### Task goal:
Take from the listing each line that has the string "jacket".

### Extracted entries:
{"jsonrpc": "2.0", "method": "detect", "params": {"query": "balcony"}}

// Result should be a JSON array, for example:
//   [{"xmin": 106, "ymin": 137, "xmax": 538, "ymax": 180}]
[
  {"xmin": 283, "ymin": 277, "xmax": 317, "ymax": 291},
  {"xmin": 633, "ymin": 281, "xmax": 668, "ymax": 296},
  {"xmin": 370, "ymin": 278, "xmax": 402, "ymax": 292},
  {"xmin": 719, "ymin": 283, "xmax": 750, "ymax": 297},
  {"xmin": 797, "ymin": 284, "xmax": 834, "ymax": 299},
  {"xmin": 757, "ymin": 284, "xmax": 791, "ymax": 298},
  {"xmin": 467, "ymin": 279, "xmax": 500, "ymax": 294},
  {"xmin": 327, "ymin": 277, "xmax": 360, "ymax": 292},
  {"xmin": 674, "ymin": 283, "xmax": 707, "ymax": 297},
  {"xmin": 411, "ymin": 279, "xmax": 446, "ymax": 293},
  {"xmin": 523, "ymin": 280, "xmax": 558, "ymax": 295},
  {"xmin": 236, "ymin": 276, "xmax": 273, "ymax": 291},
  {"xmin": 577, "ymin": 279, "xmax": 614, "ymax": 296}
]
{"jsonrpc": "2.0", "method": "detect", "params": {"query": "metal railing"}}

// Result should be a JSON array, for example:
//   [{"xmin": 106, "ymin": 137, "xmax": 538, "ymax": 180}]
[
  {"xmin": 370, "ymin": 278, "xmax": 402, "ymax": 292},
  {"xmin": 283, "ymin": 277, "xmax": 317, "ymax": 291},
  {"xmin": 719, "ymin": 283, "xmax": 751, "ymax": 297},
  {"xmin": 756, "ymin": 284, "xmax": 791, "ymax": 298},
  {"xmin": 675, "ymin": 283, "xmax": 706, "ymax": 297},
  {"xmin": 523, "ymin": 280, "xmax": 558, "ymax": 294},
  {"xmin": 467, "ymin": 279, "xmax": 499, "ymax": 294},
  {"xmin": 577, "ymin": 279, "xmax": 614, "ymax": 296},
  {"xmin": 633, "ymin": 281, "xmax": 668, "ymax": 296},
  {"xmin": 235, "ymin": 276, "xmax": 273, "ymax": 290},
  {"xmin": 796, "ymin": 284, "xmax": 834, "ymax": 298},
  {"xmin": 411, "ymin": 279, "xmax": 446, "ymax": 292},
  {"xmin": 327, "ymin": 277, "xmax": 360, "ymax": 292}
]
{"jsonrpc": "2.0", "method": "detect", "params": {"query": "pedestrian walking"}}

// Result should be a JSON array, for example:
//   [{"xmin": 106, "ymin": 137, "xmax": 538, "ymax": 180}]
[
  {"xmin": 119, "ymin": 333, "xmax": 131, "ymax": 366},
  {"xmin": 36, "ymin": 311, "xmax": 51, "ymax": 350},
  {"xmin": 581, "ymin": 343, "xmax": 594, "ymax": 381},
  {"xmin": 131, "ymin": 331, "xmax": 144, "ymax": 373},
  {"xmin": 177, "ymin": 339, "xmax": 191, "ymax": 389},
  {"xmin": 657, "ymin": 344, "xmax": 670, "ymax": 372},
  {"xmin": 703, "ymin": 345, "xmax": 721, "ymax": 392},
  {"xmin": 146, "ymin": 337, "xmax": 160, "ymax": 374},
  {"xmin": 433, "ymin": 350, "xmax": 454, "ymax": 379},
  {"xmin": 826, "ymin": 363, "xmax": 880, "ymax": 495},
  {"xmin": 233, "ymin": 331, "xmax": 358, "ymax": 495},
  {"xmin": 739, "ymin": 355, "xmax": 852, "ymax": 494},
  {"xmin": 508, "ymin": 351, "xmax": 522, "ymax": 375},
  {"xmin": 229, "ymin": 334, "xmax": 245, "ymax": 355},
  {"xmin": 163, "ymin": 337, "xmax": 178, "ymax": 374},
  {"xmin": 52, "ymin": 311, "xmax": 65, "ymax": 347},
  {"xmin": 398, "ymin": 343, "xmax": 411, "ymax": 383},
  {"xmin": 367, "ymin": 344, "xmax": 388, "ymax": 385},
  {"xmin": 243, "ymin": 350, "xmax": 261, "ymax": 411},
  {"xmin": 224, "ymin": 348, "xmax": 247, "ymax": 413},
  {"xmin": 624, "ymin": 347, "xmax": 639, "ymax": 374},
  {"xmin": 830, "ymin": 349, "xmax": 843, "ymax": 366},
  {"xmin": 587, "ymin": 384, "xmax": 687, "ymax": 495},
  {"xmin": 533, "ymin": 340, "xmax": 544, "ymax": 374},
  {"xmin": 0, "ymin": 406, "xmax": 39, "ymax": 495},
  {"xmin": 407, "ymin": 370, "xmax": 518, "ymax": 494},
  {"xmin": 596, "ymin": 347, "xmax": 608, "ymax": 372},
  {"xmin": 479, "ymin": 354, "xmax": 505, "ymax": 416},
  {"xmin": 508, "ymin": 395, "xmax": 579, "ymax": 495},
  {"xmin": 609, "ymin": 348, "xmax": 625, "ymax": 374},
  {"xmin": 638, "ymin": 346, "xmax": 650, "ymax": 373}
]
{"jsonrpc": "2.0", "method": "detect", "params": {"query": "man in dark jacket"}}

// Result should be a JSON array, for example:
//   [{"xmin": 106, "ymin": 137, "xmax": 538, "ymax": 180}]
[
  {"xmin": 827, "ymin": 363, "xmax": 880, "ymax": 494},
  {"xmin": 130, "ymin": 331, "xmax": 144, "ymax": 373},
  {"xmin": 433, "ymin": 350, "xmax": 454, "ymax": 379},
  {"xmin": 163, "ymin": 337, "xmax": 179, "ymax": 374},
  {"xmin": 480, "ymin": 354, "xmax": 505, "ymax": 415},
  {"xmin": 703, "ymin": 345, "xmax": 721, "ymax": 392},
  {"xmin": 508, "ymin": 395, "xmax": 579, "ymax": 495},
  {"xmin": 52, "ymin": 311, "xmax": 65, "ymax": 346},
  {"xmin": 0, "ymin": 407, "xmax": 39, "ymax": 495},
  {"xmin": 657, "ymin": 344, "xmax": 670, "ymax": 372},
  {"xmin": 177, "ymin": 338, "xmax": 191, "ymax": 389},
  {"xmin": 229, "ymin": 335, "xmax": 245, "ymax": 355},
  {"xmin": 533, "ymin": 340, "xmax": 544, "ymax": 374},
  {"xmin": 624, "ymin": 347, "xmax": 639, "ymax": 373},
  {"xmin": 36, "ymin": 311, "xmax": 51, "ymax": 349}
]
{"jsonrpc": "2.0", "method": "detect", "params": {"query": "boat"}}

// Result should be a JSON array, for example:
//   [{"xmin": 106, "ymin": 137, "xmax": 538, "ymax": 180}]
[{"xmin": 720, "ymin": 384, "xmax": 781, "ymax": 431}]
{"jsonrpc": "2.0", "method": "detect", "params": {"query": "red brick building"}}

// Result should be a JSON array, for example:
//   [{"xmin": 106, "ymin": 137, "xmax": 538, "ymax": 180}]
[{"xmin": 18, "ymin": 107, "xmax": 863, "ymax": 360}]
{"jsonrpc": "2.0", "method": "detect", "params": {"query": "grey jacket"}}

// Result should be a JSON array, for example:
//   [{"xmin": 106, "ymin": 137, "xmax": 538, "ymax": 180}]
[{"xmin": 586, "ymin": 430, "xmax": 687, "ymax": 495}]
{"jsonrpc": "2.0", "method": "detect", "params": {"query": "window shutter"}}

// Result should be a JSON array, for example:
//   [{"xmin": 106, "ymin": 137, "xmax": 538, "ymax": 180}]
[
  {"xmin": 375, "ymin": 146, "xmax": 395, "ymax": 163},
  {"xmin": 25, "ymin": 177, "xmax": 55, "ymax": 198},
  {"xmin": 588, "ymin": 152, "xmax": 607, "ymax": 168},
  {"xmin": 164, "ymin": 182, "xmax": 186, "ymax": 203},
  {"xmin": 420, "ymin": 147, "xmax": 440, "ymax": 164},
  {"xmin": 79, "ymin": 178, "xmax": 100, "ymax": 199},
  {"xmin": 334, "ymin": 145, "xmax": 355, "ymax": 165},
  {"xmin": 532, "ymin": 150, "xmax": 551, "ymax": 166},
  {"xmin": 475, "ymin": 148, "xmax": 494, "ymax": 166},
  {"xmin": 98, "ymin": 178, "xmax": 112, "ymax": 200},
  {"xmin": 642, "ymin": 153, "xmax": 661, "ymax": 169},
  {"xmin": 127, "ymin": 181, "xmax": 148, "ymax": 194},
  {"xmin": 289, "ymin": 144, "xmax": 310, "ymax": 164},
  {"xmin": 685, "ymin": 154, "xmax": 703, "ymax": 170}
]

### Exercise result:
{"jsonrpc": "2.0", "method": "detect", "params": {"query": "man in dark jacket"}}
{"jsonrpc": "2.0", "method": "detect", "params": {"query": "grey jacket"}}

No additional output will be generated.